| Dataset excerpts |
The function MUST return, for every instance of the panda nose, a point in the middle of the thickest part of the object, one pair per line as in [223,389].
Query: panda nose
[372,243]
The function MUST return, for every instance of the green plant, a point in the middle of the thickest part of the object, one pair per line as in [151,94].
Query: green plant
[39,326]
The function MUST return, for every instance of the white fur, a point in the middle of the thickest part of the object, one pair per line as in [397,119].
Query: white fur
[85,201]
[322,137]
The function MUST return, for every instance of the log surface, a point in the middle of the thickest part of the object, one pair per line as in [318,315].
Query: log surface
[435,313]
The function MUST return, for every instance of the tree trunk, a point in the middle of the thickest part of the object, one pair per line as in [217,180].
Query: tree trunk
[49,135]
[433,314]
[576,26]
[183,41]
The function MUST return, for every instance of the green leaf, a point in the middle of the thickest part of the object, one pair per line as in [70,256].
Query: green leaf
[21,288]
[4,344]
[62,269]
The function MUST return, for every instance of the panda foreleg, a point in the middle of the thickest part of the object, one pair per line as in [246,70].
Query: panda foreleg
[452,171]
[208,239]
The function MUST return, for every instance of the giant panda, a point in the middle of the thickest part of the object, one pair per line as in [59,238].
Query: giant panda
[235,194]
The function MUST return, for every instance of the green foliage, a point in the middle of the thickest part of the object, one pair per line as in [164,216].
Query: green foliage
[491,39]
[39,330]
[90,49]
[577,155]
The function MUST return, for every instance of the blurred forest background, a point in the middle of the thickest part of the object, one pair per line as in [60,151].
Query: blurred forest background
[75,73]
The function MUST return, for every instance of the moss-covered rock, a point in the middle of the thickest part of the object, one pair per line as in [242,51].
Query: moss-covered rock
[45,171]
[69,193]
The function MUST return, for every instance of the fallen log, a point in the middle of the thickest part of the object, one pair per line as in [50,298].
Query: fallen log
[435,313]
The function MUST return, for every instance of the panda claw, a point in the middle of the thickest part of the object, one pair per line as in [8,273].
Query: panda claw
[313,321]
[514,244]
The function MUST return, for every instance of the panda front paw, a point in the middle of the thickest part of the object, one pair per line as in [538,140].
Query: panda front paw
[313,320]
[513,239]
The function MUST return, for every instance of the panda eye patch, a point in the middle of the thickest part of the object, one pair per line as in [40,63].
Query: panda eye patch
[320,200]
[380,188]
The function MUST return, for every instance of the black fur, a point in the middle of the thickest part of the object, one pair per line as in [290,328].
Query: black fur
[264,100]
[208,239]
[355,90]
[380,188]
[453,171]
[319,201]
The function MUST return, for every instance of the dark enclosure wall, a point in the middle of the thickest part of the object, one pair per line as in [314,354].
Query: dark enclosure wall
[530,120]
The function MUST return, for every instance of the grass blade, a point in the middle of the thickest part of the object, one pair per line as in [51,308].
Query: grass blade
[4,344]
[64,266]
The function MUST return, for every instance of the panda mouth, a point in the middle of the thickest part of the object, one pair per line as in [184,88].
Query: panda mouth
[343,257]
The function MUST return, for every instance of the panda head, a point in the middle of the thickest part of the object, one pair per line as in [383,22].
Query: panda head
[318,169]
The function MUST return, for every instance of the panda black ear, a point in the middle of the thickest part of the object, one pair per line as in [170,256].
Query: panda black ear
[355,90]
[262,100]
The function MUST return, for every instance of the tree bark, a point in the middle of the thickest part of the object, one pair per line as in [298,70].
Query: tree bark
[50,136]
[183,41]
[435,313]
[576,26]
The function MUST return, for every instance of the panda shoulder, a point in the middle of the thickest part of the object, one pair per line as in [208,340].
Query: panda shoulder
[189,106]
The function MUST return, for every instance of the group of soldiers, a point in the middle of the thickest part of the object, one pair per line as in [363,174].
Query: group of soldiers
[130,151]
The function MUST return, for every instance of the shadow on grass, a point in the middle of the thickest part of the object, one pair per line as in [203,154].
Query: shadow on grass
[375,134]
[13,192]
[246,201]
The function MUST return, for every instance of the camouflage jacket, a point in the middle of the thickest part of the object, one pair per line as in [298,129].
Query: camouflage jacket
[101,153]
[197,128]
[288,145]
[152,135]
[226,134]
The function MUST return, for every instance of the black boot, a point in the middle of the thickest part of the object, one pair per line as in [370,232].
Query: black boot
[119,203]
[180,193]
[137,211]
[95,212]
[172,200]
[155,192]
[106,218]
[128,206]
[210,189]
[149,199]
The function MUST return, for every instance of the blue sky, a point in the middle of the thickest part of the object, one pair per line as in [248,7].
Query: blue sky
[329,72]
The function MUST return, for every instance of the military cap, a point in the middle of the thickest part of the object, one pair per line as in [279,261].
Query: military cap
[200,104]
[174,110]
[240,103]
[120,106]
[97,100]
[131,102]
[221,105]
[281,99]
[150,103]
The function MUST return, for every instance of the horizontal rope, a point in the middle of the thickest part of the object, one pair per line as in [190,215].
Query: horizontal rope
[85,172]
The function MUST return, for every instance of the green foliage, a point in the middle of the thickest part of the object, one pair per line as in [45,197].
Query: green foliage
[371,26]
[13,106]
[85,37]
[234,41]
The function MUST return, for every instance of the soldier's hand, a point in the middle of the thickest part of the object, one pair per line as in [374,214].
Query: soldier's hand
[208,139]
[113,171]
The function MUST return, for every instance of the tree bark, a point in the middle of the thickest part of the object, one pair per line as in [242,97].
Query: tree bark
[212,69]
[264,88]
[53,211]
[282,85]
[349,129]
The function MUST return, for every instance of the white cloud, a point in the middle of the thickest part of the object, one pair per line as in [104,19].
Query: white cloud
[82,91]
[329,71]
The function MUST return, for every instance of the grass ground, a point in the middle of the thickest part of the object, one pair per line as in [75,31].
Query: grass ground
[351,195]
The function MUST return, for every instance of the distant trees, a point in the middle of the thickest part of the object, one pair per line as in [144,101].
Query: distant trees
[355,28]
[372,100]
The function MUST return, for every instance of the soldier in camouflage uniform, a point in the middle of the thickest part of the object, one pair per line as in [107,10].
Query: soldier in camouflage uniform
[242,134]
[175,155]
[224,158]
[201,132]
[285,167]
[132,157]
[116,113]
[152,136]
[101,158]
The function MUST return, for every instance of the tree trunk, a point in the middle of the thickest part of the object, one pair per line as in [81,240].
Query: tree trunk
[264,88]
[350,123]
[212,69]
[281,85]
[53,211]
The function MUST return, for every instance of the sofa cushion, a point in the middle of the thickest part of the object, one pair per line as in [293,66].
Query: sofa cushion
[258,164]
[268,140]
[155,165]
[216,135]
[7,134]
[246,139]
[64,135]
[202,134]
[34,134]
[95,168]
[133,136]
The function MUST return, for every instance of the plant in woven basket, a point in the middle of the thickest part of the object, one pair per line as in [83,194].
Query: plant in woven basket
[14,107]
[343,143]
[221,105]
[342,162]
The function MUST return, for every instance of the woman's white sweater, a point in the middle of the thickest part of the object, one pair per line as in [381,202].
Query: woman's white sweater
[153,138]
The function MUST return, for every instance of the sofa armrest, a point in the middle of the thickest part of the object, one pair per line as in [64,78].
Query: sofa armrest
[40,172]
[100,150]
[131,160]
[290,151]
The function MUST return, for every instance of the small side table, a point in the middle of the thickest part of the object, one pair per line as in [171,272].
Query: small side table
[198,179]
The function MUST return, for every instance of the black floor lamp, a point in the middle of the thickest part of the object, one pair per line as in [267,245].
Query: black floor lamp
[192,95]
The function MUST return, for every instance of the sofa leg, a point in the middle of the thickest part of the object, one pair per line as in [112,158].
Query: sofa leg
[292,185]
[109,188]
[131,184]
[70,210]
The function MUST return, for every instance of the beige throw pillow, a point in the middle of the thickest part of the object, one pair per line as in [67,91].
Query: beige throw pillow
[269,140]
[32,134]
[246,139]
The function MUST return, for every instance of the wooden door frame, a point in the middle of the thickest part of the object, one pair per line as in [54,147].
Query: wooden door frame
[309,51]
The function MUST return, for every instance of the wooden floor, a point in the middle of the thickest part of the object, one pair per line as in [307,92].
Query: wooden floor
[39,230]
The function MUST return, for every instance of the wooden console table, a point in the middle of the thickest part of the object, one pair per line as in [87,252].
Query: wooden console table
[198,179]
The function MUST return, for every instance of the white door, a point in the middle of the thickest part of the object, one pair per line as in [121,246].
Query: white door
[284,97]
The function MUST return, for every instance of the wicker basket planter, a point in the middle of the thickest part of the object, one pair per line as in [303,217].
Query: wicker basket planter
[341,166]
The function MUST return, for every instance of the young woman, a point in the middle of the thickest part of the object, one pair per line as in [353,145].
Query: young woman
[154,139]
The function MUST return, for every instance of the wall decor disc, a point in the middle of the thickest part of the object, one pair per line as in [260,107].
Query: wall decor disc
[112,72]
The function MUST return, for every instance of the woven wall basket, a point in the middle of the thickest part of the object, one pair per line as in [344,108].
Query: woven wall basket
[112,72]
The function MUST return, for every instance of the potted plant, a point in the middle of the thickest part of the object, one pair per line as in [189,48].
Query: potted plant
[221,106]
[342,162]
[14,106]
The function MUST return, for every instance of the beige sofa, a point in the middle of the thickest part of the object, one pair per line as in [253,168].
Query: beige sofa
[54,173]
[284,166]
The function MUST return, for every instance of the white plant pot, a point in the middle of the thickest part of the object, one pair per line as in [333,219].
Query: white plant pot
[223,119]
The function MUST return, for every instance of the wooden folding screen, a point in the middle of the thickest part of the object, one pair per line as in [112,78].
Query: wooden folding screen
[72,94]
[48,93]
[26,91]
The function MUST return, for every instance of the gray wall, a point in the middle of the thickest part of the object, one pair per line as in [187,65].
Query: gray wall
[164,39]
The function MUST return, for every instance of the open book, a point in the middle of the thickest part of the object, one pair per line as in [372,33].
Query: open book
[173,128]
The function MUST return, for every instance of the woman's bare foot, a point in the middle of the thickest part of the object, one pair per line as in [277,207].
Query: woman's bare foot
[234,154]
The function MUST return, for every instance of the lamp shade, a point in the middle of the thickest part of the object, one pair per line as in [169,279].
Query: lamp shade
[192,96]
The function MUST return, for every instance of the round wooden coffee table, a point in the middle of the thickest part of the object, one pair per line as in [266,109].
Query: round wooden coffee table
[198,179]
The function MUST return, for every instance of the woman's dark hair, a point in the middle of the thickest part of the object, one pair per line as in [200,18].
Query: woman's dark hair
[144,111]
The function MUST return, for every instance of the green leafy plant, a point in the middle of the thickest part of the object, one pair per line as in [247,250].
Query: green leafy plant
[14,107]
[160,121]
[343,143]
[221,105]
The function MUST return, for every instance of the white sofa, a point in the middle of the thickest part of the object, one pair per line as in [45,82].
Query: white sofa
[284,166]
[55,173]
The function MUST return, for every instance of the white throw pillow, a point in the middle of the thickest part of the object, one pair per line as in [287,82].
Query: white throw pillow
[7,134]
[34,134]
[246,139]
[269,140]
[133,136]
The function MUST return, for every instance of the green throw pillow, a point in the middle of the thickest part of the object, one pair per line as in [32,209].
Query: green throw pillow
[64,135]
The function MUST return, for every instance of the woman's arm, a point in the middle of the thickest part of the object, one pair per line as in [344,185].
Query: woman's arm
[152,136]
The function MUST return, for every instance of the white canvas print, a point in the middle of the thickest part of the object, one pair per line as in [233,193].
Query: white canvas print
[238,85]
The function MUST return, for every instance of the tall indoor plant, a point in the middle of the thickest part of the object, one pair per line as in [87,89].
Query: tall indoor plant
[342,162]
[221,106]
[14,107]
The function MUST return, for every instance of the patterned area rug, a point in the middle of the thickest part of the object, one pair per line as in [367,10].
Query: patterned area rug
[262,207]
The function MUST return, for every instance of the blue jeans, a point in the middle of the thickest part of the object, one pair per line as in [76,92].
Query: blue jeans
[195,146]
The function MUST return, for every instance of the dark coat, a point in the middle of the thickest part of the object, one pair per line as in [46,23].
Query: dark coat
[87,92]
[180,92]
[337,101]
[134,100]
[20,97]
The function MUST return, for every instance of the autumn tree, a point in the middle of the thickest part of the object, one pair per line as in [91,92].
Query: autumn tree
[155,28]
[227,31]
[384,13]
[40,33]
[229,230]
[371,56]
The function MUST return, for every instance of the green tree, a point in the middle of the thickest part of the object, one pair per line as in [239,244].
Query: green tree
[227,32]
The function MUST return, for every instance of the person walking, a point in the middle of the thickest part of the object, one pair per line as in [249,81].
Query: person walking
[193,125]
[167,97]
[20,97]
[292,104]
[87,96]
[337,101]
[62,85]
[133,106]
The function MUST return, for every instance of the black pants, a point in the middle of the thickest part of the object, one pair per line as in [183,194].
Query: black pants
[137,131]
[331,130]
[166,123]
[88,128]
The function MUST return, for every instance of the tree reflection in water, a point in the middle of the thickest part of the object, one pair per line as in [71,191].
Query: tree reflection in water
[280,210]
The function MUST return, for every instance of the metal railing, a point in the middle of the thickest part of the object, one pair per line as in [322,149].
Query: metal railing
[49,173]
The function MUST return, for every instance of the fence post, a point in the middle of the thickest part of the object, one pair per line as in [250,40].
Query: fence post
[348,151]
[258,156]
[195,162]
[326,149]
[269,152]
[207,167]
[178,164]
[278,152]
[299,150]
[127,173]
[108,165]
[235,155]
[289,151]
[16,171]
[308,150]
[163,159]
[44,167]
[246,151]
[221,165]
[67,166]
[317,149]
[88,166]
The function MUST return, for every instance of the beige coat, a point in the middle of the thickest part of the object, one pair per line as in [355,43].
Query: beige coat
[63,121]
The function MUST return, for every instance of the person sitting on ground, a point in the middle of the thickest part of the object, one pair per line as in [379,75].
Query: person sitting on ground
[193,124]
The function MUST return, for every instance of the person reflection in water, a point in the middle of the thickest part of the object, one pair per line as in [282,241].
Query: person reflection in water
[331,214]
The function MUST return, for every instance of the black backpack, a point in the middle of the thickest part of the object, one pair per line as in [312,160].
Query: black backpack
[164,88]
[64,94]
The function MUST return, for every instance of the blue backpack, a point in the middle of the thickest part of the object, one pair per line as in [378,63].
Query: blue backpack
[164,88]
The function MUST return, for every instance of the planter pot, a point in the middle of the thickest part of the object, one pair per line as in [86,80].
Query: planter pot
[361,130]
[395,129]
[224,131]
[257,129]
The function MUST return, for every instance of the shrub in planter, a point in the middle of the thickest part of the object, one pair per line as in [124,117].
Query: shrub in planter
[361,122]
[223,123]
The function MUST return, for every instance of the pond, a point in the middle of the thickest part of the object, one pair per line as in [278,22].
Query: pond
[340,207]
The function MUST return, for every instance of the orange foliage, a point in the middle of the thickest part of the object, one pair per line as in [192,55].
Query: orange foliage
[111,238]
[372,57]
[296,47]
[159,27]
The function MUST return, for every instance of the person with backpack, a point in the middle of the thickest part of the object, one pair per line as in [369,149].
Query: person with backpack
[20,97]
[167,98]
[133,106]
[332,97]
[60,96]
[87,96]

| Set task |
Output everything from the line containing "The function MUST return, for every instance of the orange" down to the end of the entries as a two-column CSV with the headers input and output. Give one row per entry and put each value in a single quoted field, with line breaks replaced by spaces.

| Result of the exercise |
input,output
"The function MUST return, for every instance of the orange foliage, a point in the middle of the thickest part of the object, one pair per line as in [192,55]. Query: orange foliage","[111,238] [372,57] [296,47] [159,27]"
"The function MUST return, for every instance of the person with backpack, a point in the middle of the thickest part of the object, one pair per line as in [369,149]. Query: person with backpack","[20,97] [167,98] [133,106] [332,97] [60,96] [87,96]"